** START Raw data **

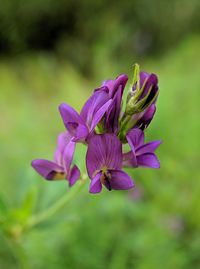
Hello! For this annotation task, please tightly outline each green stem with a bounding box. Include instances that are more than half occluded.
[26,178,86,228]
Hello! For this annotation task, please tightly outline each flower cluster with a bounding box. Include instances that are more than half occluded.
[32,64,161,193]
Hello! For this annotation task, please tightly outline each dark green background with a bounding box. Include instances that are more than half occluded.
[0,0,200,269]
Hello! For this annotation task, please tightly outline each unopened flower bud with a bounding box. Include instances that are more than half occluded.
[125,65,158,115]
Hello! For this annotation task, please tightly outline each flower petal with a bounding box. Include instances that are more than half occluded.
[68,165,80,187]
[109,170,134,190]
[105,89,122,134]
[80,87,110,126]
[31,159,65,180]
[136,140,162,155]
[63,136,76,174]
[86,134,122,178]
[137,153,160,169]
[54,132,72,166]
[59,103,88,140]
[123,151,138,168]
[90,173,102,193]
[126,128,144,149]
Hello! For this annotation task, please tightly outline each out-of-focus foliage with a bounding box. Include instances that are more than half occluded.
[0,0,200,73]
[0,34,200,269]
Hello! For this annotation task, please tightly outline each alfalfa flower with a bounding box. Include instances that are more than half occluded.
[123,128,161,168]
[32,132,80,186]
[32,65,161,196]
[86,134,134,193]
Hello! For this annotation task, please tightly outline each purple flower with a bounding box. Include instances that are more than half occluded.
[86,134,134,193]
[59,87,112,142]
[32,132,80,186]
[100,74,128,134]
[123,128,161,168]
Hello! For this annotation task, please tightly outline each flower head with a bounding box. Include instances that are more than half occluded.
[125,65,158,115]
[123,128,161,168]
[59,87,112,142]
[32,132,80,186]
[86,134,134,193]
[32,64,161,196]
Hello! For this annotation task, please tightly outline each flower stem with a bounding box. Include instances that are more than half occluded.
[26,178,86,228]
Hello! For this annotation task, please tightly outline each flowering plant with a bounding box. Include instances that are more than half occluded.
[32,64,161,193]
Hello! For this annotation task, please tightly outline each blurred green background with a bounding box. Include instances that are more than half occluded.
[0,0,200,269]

** END Raw data **
** START Raw data **

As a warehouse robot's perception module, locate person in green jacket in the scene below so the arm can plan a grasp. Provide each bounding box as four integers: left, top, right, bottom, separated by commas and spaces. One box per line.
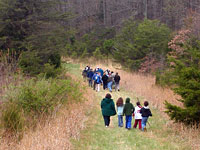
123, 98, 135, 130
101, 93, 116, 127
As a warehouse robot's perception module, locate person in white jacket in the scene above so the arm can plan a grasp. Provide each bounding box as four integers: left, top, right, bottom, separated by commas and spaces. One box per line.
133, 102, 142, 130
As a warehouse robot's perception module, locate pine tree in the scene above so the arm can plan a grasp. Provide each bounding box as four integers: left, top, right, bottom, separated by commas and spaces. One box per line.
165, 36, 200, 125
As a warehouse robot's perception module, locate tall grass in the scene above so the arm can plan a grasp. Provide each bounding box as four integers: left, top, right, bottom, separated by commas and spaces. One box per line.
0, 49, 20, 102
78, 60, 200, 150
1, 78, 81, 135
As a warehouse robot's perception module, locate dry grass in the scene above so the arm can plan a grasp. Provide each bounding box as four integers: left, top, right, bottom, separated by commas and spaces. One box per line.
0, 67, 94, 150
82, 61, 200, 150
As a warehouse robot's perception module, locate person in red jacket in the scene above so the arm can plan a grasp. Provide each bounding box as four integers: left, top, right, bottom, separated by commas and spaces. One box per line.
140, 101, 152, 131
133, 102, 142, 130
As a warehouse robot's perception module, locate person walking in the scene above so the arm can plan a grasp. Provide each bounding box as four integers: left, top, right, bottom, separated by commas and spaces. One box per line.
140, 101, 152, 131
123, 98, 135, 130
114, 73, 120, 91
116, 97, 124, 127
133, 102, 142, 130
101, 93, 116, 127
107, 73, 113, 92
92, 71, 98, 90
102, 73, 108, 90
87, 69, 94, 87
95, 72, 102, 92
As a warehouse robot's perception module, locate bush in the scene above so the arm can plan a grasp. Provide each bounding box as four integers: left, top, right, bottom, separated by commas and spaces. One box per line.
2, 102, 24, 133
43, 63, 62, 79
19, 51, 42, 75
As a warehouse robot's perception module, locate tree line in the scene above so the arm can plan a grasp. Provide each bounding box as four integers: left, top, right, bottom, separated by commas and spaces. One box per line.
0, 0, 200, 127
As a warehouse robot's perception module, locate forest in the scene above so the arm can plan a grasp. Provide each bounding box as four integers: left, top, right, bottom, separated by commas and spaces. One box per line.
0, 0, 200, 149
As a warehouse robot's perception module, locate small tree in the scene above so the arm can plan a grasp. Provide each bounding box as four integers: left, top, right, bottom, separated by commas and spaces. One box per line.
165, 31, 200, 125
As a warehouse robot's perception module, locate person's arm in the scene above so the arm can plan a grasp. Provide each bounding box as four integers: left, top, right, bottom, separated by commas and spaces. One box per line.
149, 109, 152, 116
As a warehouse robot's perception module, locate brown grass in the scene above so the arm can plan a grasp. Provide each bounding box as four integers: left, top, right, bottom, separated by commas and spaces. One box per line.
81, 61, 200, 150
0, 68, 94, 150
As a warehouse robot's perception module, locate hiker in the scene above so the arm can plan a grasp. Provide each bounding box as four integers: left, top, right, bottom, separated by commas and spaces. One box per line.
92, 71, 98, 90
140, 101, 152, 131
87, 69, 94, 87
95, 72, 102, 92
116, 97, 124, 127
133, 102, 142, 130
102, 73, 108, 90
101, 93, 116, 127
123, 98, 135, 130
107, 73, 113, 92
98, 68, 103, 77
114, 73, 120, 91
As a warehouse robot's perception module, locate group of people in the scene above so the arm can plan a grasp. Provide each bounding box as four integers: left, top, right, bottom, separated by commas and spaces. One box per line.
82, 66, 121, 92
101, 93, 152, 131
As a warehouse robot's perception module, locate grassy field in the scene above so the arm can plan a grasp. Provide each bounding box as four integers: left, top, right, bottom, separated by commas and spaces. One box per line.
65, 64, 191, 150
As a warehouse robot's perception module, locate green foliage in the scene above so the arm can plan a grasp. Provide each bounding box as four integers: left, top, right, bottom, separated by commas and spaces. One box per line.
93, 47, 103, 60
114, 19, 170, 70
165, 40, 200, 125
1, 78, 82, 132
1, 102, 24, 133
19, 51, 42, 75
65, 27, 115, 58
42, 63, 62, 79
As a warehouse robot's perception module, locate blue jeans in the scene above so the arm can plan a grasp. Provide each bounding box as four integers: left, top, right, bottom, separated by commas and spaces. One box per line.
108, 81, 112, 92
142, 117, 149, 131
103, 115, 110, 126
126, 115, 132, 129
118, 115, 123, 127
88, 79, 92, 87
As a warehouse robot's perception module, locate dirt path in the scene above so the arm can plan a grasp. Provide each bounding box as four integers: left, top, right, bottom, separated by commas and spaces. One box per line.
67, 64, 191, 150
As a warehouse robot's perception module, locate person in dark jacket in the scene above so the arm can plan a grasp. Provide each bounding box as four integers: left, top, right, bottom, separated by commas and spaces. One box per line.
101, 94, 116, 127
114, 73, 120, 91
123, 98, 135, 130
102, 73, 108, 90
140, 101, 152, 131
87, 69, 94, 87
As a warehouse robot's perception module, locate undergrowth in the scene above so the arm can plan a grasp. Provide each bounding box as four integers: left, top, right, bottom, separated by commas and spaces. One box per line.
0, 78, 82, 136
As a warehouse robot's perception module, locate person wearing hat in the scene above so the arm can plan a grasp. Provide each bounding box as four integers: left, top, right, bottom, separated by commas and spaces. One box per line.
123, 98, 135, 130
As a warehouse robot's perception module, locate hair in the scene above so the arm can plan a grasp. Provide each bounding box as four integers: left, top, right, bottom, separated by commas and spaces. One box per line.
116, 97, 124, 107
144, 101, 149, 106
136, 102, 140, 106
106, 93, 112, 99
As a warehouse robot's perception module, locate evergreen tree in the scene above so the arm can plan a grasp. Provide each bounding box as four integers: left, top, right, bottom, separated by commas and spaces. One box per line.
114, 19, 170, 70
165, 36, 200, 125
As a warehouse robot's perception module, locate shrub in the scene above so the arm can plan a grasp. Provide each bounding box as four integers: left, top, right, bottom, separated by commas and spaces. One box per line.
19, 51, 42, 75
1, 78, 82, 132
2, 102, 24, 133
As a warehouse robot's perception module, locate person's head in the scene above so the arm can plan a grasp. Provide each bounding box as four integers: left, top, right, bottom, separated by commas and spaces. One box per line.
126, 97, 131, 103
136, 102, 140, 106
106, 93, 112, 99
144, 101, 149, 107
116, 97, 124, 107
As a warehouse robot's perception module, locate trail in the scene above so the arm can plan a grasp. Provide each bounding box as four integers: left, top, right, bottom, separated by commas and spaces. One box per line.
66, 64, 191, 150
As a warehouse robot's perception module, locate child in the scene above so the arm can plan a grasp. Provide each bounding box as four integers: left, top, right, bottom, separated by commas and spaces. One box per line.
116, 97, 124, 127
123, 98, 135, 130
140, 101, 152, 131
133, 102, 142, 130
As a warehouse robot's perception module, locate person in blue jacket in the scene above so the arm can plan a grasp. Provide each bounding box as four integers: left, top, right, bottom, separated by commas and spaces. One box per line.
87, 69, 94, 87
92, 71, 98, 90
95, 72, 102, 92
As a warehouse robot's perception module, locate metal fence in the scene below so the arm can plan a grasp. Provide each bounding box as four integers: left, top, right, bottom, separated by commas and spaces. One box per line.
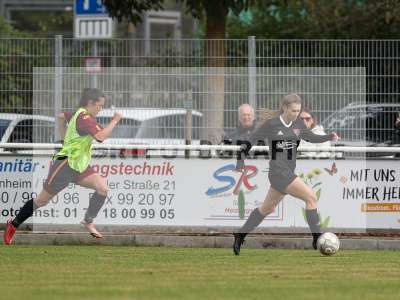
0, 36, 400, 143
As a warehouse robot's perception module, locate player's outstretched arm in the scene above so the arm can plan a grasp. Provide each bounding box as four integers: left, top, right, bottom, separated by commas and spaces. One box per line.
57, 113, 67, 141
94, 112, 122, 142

** END Raw data **

Please locate each line in the material above that contains the word "head" and copy those lines out in full.

Hello! For this annotation task, please tightly outline each flower head with a bounding box. Include instances that are more than half occluded.
As a warehouse robot's perception module, locate person's head in the scene above so the arm can plan a grasp. Provide each bounding box as four integers: left, top, right, bottom, separated by commas and spaces. One box per line.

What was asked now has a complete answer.